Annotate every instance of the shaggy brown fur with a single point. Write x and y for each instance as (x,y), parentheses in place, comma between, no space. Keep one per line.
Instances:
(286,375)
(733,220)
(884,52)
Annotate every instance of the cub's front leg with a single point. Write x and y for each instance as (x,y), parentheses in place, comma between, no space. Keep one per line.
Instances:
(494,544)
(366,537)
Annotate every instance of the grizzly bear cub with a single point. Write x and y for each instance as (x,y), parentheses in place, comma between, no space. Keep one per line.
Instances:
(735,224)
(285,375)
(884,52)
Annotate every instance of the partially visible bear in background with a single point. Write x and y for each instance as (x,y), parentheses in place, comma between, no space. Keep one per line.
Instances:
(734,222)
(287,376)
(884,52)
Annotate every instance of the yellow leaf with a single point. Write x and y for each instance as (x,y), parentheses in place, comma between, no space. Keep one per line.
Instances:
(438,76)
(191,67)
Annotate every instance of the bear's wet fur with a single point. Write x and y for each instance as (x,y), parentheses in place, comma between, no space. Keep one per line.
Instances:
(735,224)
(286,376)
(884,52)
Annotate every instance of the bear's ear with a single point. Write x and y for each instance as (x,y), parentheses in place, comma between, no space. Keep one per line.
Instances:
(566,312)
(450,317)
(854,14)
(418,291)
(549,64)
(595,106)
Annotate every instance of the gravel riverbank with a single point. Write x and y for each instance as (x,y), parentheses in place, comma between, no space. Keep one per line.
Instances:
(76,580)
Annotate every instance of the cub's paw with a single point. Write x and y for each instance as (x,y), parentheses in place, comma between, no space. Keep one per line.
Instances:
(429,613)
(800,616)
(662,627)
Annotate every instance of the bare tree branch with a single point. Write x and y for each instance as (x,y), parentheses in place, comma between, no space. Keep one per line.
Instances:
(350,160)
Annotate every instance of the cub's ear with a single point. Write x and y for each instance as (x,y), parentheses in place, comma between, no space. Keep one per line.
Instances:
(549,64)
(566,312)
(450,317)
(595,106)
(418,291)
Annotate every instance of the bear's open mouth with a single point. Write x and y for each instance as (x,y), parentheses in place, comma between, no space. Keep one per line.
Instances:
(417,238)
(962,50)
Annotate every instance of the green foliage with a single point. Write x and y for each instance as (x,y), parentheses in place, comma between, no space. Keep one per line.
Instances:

● ● ● ● ● ● ●

- [Task details]: Convert every line of the listing above into a numbered list, omitting any blank lines.

- [Correct answer]:
1. Annotate every instance of the shaggy brown fur with a single point. Write x and y for each instance as (x,y), parentheses in place, comma between, no space. Keep one per line.
2. Instances:
3. (286,375)
4. (733,220)
5. (884,52)
6. Annotate every instance of the cub's front leg with a single point. Write x and y for each instance as (x,y), parentheses in place, comma between, no space. Keep one per line.
7. Instances:
8. (494,544)
9. (366,537)
10. Annotate every instance of the grizzly bear cub with a single point. Write x and y for each instance as (x,y), parentheses in place, comma between, no space. Keep one per line.
11. Instances:
12. (735,224)
13. (285,375)
14. (884,52)
15. Annotate every instance of the partially visible bear in background with a single point. Write x and y for each instance as (x,y), parentheses in place, comma between, no space. Keep one per line.
16. Instances:
17. (734,222)
18. (287,376)
19. (884,52)
20. Annotate every instance of the yellow leaf with a single point. Write x and y for each instance as (x,y), parentheses in place, comma between, no space. Keep one per line.
21. Instances:
22. (438,76)
23. (191,67)
24. Annotate every instance of the bear's wet fur with a single point. Write x and y for each instance as (x,y), parentheses in place, comma between, no space. Keep one per line.
25. Instances:
26. (735,224)
27. (286,376)
28. (884,52)
29. Annotate every instance of the bear's ear with a single point. Write x and y for each instance as (x,y), parentheses in place, comma between, no space. Keep one per line.
30. Instances:
31. (566,312)
32. (450,317)
33. (854,14)
34. (418,291)
35. (549,64)
36. (595,106)
37. Annotate every instance of the gravel riverbank with a single point. Write x and y for each instance as (x,y), parentheses in place, comma between, no space. Keep one per line.
38. Instances:
39. (76,580)
40. Annotate every instance of the cub's paw with a single point. Write x and y for each instance as (x,y), parentheses in place, comma between, no space. Keep one per line.
41. Instances:
42. (429,613)
43. (800,616)
44. (662,627)
45. Annotate every instance of the bare tree branch with a single point. Write x and y for each instance as (x,y), parentheses in place, comma between, no space. Keep one per line.
46. Instances:
47. (350,160)
48. Annotate every instance of the cub's ear with a single point. Write x and y for each instance as (x,y), parentheses in place, comma between, no space. Keep one per line.
49. Instances:
50. (549,64)
51. (566,312)
52. (450,317)
53. (595,106)
54. (418,291)
55. Annotate every instance of the bear's open mouth with a single point. Write x and y for each instance as (x,y), parentheses in place, comma between, no space. Keep one per line.
56. Instances:
57. (417,238)
58. (962,50)
59. Annotate every instance of the green foliage with a single point. Write x and y for each instance as (x,y), parentheses in place, comma between, no space. Keep one per line.
60. Instances:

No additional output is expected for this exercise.